**RECORDS:**
++++++++
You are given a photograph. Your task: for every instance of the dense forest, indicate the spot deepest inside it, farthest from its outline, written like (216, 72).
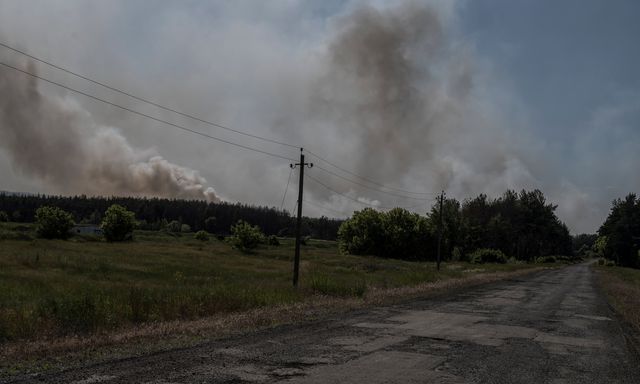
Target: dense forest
(619, 236)
(521, 225)
(155, 213)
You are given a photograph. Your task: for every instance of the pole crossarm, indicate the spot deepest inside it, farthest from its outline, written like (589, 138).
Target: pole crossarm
(296, 259)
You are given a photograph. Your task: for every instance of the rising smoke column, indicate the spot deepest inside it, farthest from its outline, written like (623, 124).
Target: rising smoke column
(58, 142)
(404, 93)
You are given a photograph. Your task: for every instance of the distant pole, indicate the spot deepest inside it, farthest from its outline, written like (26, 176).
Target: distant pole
(440, 224)
(296, 259)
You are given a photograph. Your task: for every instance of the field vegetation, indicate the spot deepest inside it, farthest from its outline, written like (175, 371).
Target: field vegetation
(85, 285)
(622, 286)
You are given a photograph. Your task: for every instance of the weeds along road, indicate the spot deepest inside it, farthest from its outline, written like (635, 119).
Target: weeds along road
(548, 327)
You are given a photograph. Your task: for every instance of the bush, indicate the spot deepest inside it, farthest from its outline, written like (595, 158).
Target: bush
(118, 223)
(396, 234)
(174, 226)
(546, 259)
(246, 237)
(210, 224)
(486, 255)
(202, 236)
(53, 223)
(273, 240)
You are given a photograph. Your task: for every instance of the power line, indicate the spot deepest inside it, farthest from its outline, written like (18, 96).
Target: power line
(347, 196)
(371, 188)
(325, 208)
(146, 100)
(287, 188)
(145, 115)
(201, 120)
(364, 178)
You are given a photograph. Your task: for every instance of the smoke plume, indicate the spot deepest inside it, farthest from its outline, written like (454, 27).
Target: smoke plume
(401, 94)
(55, 140)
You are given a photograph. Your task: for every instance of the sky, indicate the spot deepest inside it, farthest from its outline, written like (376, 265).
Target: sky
(417, 96)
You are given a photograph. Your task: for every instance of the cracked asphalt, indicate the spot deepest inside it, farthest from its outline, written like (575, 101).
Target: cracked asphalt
(548, 327)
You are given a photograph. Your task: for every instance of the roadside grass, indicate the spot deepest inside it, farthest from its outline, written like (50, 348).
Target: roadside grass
(52, 288)
(622, 287)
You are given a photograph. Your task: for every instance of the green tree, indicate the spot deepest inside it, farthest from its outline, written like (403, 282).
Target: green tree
(396, 234)
(53, 223)
(118, 223)
(174, 226)
(210, 224)
(622, 231)
(245, 236)
(362, 234)
(202, 236)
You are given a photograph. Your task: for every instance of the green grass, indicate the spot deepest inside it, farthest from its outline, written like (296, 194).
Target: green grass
(84, 285)
(622, 287)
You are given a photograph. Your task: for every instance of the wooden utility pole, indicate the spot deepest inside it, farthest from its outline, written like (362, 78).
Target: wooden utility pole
(296, 259)
(440, 224)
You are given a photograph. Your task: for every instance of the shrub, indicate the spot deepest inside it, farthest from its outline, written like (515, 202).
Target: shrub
(486, 255)
(210, 224)
(53, 223)
(118, 223)
(546, 259)
(273, 240)
(174, 226)
(245, 236)
(202, 236)
(395, 234)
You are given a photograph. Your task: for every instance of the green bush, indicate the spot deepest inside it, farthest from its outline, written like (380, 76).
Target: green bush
(202, 236)
(487, 255)
(118, 223)
(273, 240)
(396, 234)
(53, 223)
(546, 259)
(245, 236)
(174, 226)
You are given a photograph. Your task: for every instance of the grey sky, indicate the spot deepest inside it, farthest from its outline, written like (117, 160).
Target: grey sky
(517, 94)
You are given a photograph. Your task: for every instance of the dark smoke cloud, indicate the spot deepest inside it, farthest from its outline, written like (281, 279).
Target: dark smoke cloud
(399, 88)
(55, 140)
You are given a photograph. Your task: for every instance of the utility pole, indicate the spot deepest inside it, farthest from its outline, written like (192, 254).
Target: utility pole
(440, 224)
(296, 259)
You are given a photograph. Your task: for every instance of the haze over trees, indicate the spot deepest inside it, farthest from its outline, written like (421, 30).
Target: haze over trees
(520, 225)
(156, 213)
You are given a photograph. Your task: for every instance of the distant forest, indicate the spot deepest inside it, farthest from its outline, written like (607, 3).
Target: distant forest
(154, 213)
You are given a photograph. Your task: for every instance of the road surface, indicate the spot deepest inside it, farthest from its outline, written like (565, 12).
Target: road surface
(548, 327)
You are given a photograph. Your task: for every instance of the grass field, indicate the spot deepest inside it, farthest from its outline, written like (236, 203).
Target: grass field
(51, 288)
(622, 286)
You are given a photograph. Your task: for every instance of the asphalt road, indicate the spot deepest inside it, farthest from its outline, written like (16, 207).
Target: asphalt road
(549, 327)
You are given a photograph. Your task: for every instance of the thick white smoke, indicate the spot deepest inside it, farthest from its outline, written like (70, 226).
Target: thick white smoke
(55, 140)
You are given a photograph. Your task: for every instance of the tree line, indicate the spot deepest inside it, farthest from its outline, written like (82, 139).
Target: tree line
(157, 213)
(619, 236)
(519, 225)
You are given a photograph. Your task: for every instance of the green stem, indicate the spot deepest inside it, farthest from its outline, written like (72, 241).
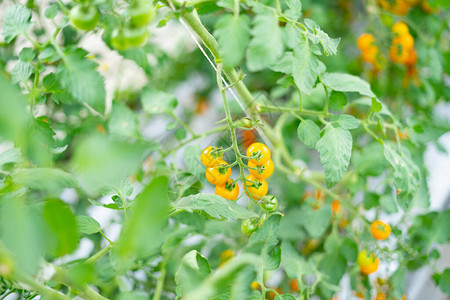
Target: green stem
(182, 123)
(99, 254)
(160, 284)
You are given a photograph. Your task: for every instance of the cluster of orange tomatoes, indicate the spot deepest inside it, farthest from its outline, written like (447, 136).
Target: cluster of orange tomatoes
(368, 262)
(402, 7)
(402, 49)
(218, 172)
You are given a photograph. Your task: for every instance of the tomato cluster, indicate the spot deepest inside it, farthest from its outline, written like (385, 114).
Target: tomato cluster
(370, 51)
(260, 166)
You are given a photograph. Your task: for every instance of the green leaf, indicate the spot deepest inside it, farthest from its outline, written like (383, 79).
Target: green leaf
(349, 249)
(295, 9)
(193, 269)
(156, 102)
(123, 121)
(21, 72)
(266, 46)
(335, 149)
(315, 221)
(79, 77)
(87, 225)
(294, 264)
(319, 36)
(337, 100)
(308, 133)
(20, 234)
(264, 241)
(233, 35)
(406, 173)
(305, 67)
(27, 54)
(444, 281)
(100, 161)
(347, 83)
(44, 179)
(333, 265)
(142, 235)
(214, 206)
(16, 21)
(12, 155)
(62, 226)
(51, 11)
(348, 122)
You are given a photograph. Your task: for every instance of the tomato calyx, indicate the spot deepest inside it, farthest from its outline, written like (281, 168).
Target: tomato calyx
(269, 203)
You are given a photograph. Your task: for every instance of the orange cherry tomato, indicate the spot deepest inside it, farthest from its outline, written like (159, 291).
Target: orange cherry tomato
(370, 54)
(406, 41)
(258, 191)
(368, 263)
(260, 152)
(230, 190)
(264, 171)
(219, 174)
(380, 230)
(364, 41)
(400, 28)
(209, 158)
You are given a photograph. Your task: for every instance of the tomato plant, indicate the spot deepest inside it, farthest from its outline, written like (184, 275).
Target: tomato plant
(232, 149)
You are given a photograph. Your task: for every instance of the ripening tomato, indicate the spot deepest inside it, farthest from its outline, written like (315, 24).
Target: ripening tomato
(218, 175)
(249, 226)
(260, 152)
(400, 28)
(370, 54)
(257, 190)
(380, 230)
(141, 13)
(365, 41)
(269, 203)
(211, 156)
(136, 36)
(406, 41)
(368, 263)
(84, 17)
(263, 171)
(230, 190)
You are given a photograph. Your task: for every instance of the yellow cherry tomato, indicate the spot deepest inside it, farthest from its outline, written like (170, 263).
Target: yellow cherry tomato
(365, 41)
(256, 191)
(380, 230)
(230, 190)
(218, 175)
(400, 28)
(260, 152)
(209, 156)
(263, 171)
(370, 268)
(406, 41)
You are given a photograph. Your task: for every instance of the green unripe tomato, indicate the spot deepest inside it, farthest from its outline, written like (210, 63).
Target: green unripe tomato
(249, 226)
(118, 40)
(141, 13)
(269, 203)
(84, 17)
(262, 219)
(136, 36)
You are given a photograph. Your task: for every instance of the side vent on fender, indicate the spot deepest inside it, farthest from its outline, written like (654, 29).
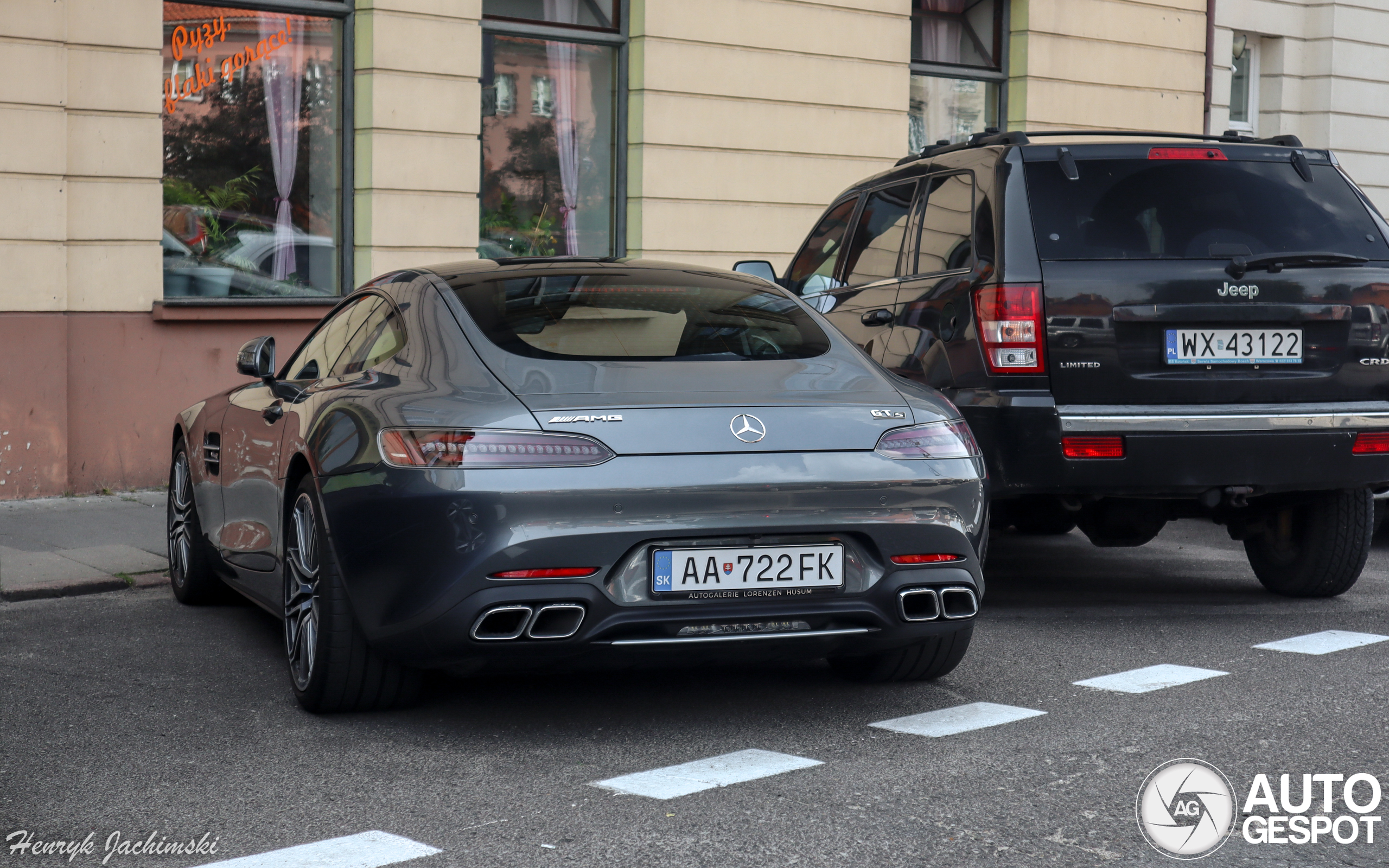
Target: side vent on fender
(213, 453)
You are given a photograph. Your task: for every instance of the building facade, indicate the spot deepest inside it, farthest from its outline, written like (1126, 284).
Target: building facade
(184, 177)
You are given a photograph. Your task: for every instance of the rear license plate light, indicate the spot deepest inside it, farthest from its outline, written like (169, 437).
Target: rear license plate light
(1372, 443)
(1092, 448)
(1187, 153)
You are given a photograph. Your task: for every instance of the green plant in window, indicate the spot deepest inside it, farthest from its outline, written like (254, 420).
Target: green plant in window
(217, 206)
(538, 231)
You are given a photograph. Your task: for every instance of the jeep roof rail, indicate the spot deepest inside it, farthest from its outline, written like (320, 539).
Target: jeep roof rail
(992, 137)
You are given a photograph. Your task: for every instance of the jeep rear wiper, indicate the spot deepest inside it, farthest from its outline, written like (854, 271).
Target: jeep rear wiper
(1277, 261)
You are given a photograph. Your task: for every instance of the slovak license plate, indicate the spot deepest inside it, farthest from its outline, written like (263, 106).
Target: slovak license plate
(759, 571)
(1234, 346)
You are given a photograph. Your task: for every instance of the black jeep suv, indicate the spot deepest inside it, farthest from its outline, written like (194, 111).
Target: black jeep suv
(1137, 330)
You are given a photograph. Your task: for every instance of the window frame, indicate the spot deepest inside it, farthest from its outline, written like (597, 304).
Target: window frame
(616, 39)
(839, 266)
(346, 14)
(919, 224)
(842, 267)
(995, 75)
(1252, 91)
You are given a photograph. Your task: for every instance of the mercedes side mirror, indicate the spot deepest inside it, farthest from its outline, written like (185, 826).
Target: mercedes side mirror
(257, 359)
(759, 269)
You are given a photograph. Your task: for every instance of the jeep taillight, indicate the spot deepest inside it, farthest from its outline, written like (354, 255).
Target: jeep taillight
(1011, 328)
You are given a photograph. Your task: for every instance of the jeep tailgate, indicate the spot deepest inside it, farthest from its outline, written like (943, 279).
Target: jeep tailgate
(1145, 293)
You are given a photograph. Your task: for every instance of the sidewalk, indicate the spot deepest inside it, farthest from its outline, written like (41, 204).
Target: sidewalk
(65, 546)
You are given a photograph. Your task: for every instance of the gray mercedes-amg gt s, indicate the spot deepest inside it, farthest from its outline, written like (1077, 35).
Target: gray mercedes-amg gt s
(571, 462)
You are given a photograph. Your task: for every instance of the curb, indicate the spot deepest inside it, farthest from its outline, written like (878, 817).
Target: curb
(82, 588)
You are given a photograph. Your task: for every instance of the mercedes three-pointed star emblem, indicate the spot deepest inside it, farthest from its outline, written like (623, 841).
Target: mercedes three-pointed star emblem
(748, 428)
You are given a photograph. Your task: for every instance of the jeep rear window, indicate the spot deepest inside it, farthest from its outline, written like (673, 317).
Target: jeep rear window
(642, 317)
(1195, 210)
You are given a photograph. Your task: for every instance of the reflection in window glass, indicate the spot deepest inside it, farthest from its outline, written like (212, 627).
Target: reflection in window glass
(645, 316)
(582, 13)
(1239, 88)
(945, 224)
(955, 33)
(882, 226)
(506, 93)
(252, 180)
(547, 165)
(817, 263)
(951, 108)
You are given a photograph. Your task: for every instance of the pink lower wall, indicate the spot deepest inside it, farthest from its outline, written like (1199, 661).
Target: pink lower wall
(88, 399)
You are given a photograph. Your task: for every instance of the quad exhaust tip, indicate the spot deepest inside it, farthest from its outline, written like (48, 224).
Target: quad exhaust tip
(928, 603)
(919, 604)
(556, 621)
(958, 603)
(547, 621)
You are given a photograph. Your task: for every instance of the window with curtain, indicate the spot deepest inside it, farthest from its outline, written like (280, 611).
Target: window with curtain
(598, 14)
(958, 70)
(252, 153)
(547, 164)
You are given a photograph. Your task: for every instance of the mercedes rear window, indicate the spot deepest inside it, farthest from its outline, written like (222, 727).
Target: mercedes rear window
(642, 317)
(1195, 210)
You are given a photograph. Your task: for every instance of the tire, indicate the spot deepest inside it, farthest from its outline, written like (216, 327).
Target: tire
(1315, 547)
(191, 566)
(921, 661)
(331, 666)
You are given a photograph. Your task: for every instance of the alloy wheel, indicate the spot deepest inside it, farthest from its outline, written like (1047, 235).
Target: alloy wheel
(180, 516)
(302, 592)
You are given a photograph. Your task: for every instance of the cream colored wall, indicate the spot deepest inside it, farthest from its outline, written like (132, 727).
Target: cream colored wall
(749, 116)
(1324, 78)
(418, 117)
(80, 155)
(1114, 65)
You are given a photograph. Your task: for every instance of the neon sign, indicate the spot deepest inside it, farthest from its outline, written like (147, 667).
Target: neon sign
(203, 74)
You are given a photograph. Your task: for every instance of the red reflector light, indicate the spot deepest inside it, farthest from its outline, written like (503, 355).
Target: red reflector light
(551, 573)
(1187, 153)
(1372, 443)
(480, 449)
(926, 559)
(1010, 328)
(1092, 448)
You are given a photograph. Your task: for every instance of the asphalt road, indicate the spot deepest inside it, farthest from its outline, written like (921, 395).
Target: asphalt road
(130, 713)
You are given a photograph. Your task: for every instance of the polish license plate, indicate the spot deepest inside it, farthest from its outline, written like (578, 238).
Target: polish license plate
(757, 571)
(1234, 346)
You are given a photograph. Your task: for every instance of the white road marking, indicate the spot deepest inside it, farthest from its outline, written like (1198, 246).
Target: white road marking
(1149, 678)
(960, 718)
(1324, 642)
(706, 774)
(363, 851)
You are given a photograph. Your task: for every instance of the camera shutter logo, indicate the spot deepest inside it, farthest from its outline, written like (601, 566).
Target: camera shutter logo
(1187, 809)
++++++++
**YOUR OBJECTIVE:** Repeat exactly the lines starting at the line with "like (503, 355)." and ending with the final line of the entries. Include nothing else.

**EXERCISE OUTPUT:**
You are given a photograph. Your task: for every instance of the red reflector light, indicate the spot deepest inside it, farthest from its outline, written like (503, 355).
Target: red reflector light
(551, 573)
(1187, 153)
(1372, 443)
(480, 449)
(926, 559)
(1010, 328)
(1092, 448)
You are given a photograph. Your task: for every instance of the asphalt road, indicate the spot deepest inside it, farthest from its outline, written like (921, 395).
Target: asphalt road
(130, 713)
You are given a photograph. Your task: for every instance of the polish license plate, indicate the spot deepest inside it, farthest from its outline, written like (578, 238).
Target: polish license plate
(757, 571)
(1234, 346)
You are given a photograph. Your task: for every instance of the white road marking, indicate the spot deepest inside it, farthest from its outline, written like (1198, 246).
Target: white road marking
(1149, 678)
(960, 718)
(1324, 642)
(706, 774)
(363, 851)
You are given a photograph. Your task: for every instance of the camera shutter logo, indicate the spot deepest inside it, farthest from its outline, written like (601, 566).
Target: camera shutter logo
(1187, 809)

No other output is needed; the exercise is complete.